=== Goal a ===
Could you reproduce the records starting at the line containing "Target: blue glove" and ending at the end of the records, with "Kindly" renamed to "Please" and nothing else altered?

■ ■ ■ ■ ■

Two years ago a South Australian select committee was formed to inquire into the educational experiences of students with disabilities. The committee’s remit was to determine what was working well, and what still needed improving. The final report has now been released, complete with 93 recommendations. While some recommendations were expected, others were surprising, and revealed a need for greater transparency from schools.
How schools responded to challenging behaviours was seen as a considerable concern. The report noted that students with disabilities were over-represented in both suspensions and exclusions.
Segregation of students with disabilities was described as a “nuanced phenomenon”, occurring in playgrounds, classrooms, and individual lessons. Some students missed literacy programs with peers in order to be removed for remedial tasks. Others had been left alone for long periods in order for teachers to avoid behavioural confrontations.
Disability units within schools were described by parents as appearing “cage-like”, and even similar to correctional facilities.

■ ■ ■ ■ ■

=== Goal b ===
Can you copy the passage on the select committee report verbatim, starting at "How schools responded" and ending at "avoid behavioural confrontations."?

■ ■ ■ ■ ■

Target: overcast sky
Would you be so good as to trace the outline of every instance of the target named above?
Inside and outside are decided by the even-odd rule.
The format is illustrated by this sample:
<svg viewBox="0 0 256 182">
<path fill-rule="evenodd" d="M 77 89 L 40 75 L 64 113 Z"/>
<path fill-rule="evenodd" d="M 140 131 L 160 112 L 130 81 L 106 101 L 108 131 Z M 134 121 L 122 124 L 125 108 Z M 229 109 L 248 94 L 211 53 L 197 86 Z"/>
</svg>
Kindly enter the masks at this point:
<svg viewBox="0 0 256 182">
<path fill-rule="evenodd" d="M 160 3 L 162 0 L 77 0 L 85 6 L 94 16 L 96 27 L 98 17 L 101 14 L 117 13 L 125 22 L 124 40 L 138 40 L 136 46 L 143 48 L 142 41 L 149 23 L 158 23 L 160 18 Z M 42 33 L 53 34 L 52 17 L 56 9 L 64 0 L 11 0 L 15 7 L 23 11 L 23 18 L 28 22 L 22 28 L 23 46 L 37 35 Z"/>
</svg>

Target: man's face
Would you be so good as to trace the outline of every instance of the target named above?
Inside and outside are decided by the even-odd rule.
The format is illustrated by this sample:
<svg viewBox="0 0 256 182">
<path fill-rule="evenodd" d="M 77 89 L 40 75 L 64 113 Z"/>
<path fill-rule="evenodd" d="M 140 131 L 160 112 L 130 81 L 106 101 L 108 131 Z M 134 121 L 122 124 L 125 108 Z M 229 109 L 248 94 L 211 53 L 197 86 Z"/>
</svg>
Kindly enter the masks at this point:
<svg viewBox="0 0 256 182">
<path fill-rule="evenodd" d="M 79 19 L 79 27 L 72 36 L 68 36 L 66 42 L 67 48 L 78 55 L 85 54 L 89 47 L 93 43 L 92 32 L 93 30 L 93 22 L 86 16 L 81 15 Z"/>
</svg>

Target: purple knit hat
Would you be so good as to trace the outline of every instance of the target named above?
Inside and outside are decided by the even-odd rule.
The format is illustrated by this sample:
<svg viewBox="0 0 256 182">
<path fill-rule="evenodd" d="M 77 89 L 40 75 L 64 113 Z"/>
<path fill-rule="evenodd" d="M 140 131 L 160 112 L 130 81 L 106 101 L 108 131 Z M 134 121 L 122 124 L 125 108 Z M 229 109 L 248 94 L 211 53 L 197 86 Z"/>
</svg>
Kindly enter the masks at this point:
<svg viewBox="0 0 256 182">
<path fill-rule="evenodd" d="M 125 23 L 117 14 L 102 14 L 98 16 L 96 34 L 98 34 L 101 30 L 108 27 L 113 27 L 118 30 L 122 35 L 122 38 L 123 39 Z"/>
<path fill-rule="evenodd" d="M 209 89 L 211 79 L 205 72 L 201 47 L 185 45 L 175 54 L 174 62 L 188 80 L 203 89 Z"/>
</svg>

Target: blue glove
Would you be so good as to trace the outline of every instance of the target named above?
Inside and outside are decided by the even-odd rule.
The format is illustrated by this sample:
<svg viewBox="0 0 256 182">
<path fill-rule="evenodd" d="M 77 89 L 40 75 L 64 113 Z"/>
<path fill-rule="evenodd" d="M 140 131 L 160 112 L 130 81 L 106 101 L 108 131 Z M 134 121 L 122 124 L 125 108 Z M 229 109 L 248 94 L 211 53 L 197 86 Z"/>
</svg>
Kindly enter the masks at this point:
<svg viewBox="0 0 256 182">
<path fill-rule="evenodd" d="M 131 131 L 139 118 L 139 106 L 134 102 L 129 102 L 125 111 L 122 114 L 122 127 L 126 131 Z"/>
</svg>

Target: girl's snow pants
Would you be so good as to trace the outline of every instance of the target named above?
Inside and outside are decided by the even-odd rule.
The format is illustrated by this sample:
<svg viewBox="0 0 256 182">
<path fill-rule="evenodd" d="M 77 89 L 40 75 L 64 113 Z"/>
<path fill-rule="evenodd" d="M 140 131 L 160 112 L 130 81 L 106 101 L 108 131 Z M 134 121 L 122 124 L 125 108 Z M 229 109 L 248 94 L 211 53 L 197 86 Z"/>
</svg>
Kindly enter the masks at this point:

■ ■ ■ ■ ■

=== Task result a ===
Target: blue glove
Would you be so good as to trace the outline of every instance of the target named above?
Inside and outside are decided by the even-odd rule.
The format is illustrated by this sample:
<svg viewBox="0 0 256 182">
<path fill-rule="evenodd" d="M 77 89 L 40 75 L 64 113 Z"/>
<path fill-rule="evenodd" d="M 140 131 L 160 112 L 130 81 L 106 101 L 108 131 Z M 134 121 L 122 124 L 125 108 Z M 229 109 L 248 94 L 211 53 L 197 86 Z"/>
</svg>
Please enter the masks at this point:
<svg viewBox="0 0 256 182">
<path fill-rule="evenodd" d="M 131 131 L 139 118 L 139 106 L 134 102 L 129 102 L 125 111 L 122 114 L 122 127 L 126 131 Z"/>
</svg>

Target: girl's snow pants
Would you be so good as to trace the outline of every instance of the target named above?
Inside and outside are decided by the even-odd rule.
The format is illustrated by this sample:
<svg viewBox="0 0 256 182">
<path fill-rule="evenodd" d="M 77 89 L 40 75 L 64 113 Z"/>
<path fill-rule="evenodd" d="M 140 131 L 160 112 L 130 81 L 106 101 L 108 131 Z M 134 121 L 122 124 L 125 108 Z M 229 109 L 248 94 L 211 53 L 197 86 Z"/>
</svg>
Please enter the masks at this point:

=== Task result b ===
How schools responded to challenging behaviours was seen as a considerable concern. The report noted that students with disabilities were over-represented in both suspensions and exclusions.
Segregation of students with disabilities was described as a “nuanced phenomenon”, occurring in playgrounds, classrooms, and individual lessons. Some students missed literacy programs with peers in order to be removed for remedial tasks. Others had been left alone for long periods in order for teachers to avoid behavioural confrontations.